■ Work required ■
Retype every one of the following lines without any changes.

* START Information provided *

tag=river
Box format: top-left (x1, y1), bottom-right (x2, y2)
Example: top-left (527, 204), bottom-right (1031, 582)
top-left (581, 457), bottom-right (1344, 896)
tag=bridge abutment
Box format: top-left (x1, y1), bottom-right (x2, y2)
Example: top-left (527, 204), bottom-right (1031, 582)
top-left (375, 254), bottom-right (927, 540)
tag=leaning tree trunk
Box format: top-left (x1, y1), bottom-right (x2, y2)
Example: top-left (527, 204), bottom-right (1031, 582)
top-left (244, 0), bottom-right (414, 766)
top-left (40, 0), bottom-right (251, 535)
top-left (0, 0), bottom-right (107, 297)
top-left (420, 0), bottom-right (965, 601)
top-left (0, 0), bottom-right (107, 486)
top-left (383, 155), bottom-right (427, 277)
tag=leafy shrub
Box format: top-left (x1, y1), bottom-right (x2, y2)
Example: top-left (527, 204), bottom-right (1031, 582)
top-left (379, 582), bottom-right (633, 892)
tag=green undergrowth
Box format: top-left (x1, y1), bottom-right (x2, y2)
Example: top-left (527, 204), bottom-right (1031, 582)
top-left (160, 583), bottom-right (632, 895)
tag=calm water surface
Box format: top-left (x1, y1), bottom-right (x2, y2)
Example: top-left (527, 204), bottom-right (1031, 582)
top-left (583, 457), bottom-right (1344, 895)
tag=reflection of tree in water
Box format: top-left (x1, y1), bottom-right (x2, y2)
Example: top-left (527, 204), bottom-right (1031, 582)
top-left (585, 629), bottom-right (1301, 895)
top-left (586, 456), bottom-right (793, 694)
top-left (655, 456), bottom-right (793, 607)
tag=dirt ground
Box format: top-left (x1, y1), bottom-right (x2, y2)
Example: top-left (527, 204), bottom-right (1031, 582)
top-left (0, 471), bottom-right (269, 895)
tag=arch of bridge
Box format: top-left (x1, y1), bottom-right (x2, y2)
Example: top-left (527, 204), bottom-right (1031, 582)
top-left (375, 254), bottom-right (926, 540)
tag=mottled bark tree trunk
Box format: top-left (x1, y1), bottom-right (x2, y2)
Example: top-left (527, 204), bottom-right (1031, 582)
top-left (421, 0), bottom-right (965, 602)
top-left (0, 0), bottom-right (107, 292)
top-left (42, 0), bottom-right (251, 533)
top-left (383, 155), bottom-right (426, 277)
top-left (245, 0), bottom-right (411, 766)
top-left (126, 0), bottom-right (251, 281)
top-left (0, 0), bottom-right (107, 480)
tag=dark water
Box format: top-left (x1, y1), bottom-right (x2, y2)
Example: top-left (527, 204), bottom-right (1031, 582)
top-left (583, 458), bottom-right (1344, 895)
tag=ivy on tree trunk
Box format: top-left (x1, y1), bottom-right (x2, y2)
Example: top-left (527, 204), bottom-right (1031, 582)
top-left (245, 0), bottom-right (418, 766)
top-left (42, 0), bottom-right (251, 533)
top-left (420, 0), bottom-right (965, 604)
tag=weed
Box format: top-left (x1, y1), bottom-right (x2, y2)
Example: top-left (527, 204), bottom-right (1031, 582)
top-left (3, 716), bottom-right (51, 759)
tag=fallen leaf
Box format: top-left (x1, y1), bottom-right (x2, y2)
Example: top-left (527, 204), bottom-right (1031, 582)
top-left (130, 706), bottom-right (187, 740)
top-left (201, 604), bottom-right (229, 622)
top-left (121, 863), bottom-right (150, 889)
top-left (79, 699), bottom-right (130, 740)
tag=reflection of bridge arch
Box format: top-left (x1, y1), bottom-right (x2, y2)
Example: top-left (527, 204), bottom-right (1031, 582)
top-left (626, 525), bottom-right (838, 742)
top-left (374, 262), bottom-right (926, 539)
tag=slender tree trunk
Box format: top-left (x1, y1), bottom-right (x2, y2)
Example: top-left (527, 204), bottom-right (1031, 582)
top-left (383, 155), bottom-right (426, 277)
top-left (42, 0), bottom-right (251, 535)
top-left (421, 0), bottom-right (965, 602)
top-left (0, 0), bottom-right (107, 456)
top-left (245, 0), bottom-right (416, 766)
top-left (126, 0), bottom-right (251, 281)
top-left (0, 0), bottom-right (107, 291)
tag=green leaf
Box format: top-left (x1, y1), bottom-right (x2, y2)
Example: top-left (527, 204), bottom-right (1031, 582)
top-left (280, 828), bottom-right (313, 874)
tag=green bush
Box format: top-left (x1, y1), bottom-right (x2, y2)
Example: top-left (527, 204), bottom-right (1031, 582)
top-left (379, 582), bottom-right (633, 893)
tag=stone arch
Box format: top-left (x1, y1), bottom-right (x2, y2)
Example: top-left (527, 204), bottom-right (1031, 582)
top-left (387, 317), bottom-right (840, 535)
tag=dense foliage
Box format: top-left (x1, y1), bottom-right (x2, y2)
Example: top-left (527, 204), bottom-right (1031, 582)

* END Information provided *

■ Final result ■
tag=river
Box format: top-left (x1, y1), bottom-right (x2, y2)
Example: top-left (527, 204), bottom-right (1031, 582)
top-left (581, 457), bottom-right (1344, 896)
tag=bridge abutment
Box format: top-left (x1, y1), bottom-right (x2, y2)
Example: top-left (527, 204), bottom-right (1031, 582)
top-left (375, 254), bottom-right (927, 540)
tag=leaning tree trunk
Box format: top-left (x1, y1), bottom-right (x2, y2)
Example: top-left (527, 204), bottom-right (1031, 582)
top-left (244, 0), bottom-right (414, 766)
top-left (40, 0), bottom-right (251, 535)
top-left (0, 0), bottom-right (107, 297)
top-left (420, 0), bottom-right (965, 601)
top-left (0, 0), bottom-right (107, 486)
top-left (383, 155), bottom-right (427, 277)
tag=leafy shrub
Box format: top-left (x1, y1), bottom-right (x2, y2)
Example: top-left (527, 204), bottom-right (1031, 582)
top-left (379, 582), bottom-right (633, 892)
tag=green undergrowth
Box format: top-left (x1, y1), bottom-right (x2, y2)
Example: top-left (527, 204), bottom-right (1031, 582)
top-left (160, 583), bottom-right (632, 895)
tag=calm water surface
Box format: top-left (x1, y1), bottom-right (x2, y2)
Example: top-left (527, 204), bottom-right (1031, 582)
top-left (583, 457), bottom-right (1344, 895)
tag=reflection of tree in water
Box format: top-left (x1, y1), bottom-right (x2, y2)
Example: top-left (527, 204), bottom-right (1031, 582)
top-left (585, 629), bottom-right (1301, 895)
top-left (586, 456), bottom-right (793, 694)
top-left (655, 456), bottom-right (793, 607)
tag=dirt ground
Box format: top-left (x1, y1), bottom-right (x2, y2)
Example: top-left (527, 204), bottom-right (1031, 582)
top-left (0, 471), bottom-right (269, 895)
tag=arch of bridge
Box format: top-left (x1, y1), bottom-right (x2, y2)
Example: top-left (527, 204), bottom-right (1031, 582)
top-left (375, 254), bottom-right (926, 540)
tag=mottled bark tree trunk
Box format: top-left (x1, y1), bottom-right (x2, y2)
Example: top-left (527, 204), bottom-right (1031, 582)
top-left (421, 0), bottom-right (965, 602)
top-left (0, 0), bottom-right (107, 292)
top-left (42, 0), bottom-right (251, 533)
top-left (383, 155), bottom-right (426, 277)
top-left (245, 0), bottom-right (411, 766)
top-left (126, 0), bottom-right (251, 281)
top-left (0, 0), bottom-right (107, 480)
tag=dark water
Box format: top-left (x1, y1), bottom-right (x2, y2)
Example: top-left (527, 204), bottom-right (1031, 582)
top-left (583, 458), bottom-right (1344, 895)
tag=ivy on tree trunk
Box format: top-left (x1, y1), bottom-right (x2, y2)
Example: top-left (527, 204), bottom-right (1031, 582)
top-left (245, 0), bottom-right (418, 766)
top-left (42, 0), bottom-right (251, 533)
top-left (420, 0), bottom-right (965, 604)
tag=weed
Box format: top-left (x1, y1), bottom-right (x2, y2)
Example: top-left (527, 204), bottom-right (1031, 582)
top-left (3, 716), bottom-right (51, 759)
tag=fallen leaf
Box format: top-left (x1, y1), bottom-right (x2, y2)
Example: top-left (527, 204), bottom-right (1031, 582)
top-left (130, 706), bottom-right (187, 740)
top-left (201, 604), bottom-right (229, 622)
top-left (121, 863), bottom-right (150, 889)
top-left (79, 699), bottom-right (130, 740)
tag=reflection of bridge arch
Box format: top-left (x1, y1), bottom-right (x2, y2)
Example: top-left (527, 204), bottom-right (1031, 582)
top-left (626, 525), bottom-right (838, 742)
top-left (374, 262), bottom-right (926, 539)
tag=slender tree trunk
Box format: top-left (x1, y1), bottom-right (x2, y2)
Example: top-left (527, 204), bottom-right (1031, 582)
top-left (383, 155), bottom-right (426, 277)
top-left (42, 0), bottom-right (251, 535)
top-left (421, 0), bottom-right (965, 602)
top-left (0, 0), bottom-right (107, 456)
top-left (245, 0), bottom-right (416, 766)
top-left (126, 0), bottom-right (251, 281)
top-left (0, 0), bottom-right (107, 291)
tag=green leaf
Box format: top-left (x1, y1), bottom-right (x2, y2)
Example: top-left (527, 204), bottom-right (1031, 582)
top-left (280, 828), bottom-right (313, 874)
tag=green bush
Box format: top-left (x1, y1), bottom-right (x2, y2)
Example: top-left (527, 204), bottom-right (1031, 582)
top-left (379, 582), bottom-right (633, 893)
tag=stone arch
Box format: top-left (x1, y1), bottom-right (x2, y2)
Example: top-left (527, 204), bottom-right (1031, 582)
top-left (387, 317), bottom-right (840, 535)
tag=dense foliage
Box format: top-left (x1, y1), bottom-right (x2, y2)
Example: top-left (527, 204), bottom-right (1031, 582)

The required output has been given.